- Goal
Which lines in the records below contain the string "space"? Find and copy each of them.

Recorded data
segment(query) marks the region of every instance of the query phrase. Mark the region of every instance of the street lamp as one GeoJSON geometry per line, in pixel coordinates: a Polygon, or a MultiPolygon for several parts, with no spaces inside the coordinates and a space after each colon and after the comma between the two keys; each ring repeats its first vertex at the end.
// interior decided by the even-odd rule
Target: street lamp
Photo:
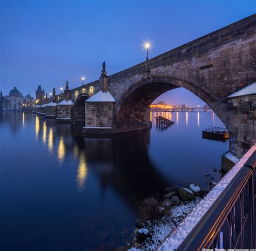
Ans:
{"type": "Polygon", "coordinates": [[[147,42],[144,43],[144,48],[147,50],[147,61],[149,60],[149,50],[150,49],[151,46],[151,44],[149,42],[147,42]]]}
{"type": "Polygon", "coordinates": [[[84,85],[84,79],[85,79],[85,78],[84,77],[82,77],[81,78],[81,79],[83,81],[83,85],[84,85]]]}

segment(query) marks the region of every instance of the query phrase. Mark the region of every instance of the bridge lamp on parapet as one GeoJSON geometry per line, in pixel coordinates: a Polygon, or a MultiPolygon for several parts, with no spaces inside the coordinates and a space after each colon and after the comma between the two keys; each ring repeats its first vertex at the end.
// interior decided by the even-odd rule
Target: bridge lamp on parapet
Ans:
{"type": "Polygon", "coordinates": [[[149,42],[144,43],[144,48],[147,50],[147,58],[146,59],[147,61],[149,60],[149,50],[150,47],[151,47],[151,44],[149,42]]]}
{"type": "Polygon", "coordinates": [[[81,79],[82,79],[82,81],[83,82],[83,85],[84,85],[84,79],[85,79],[85,78],[84,77],[82,77],[81,78],[81,79]]]}

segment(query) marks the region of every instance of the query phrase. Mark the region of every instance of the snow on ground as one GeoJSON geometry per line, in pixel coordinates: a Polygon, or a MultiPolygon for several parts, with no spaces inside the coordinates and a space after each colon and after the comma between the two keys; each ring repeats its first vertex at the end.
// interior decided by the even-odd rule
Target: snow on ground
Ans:
{"type": "Polygon", "coordinates": [[[239,161],[239,158],[233,155],[229,152],[225,154],[226,157],[230,160],[231,160],[233,163],[237,164],[239,161]]]}
{"type": "Polygon", "coordinates": [[[203,200],[196,206],[185,220],[165,239],[157,249],[159,251],[173,251],[186,238],[191,230],[211,207],[230,184],[237,173],[243,167],[249,157],[256,150],[253,146],[221,180],[209,192],[203,200]]]}
{"type": "Polygon", "coordinates": [[[243,156],[203,199],[197,198],[187,203],[173,207],[170,209],[172,215],[164,216],[160,222],[149,222],[150,227],[148,229],[152,233],[152,238],[146,239],[145,242],[147,243],[144,243],[142,248],[132,248],[129,251],[174,251],[220,195],[254,151],[256,151],[256,145],[243,156]]]}
{"type": "Polygon", "coordinates": [[[117,100],[109,91],[103,92],[99,91],[96,94],[89,98],[86,102],[116,102],[117,100]]]}
{"type": "Polygon", "coordinates": [[[57,104],[57,105],[73,105],[74,104],[71,99],[66,101],[65,99],[57,104]]]}
{"type": "Polygon", "coordinates": [[[200,192],[200,190],[201,190],[199,186],[197,186],[193,183],[190,184],[190,187],[192,189],[192,191],[195,192],[196,193],[198,193],[200,192]]]}
{"type": "MultiPolygon", "coordinates": [[[[146,239],[145,242],[146,243],[144,243],[141,248],[133,247],[129,249],[129,251],[155,250],[200,200],[201,198],[197,198],[194,201],[174,206],[170,209],[170,215],[164,216],[161,220],[149,221],[147,224],[149,227],[147,229],[152,234],[152,237],[146,239]]],[[[138,232],[139,230],[140,229],[138,232]]]]}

- Answer to the exercise
segment(query) marks the region of every instance of the query phrase. Mark the region of every instance of the street lamp as one GeoJSON geometry per line, in pixel coordinates: a Polygon, or a MultiPolygon for several parts, with no spaces inside the coordinates and a space after each colon and after the comma between the two keys; each ring repeats its first vertex at the end.
segment(query) marks the region of every instance of the query phrase. Mark the region of every instance of the bridge lamp on parapet as one GeoJSON geometry per line, in pixel coordinates: a Polygon, or a MultiPolygon for several parts, with no spaces inside the coordinates and a space after each colon and after the comma between the two keys; each ring repeats its first vertex at the end.
segment(query) marks the region of every instance of the query phrase. Mark the region of every instance of the snow on ground as one GeoJSON geometry per line, in pixel coordinates: a Polygon, or a MultiPolygon for several parts, with no spaces inside the coordinates and a space after each colon and after the comma between the two keys; each ring repeats its first vertex at the end.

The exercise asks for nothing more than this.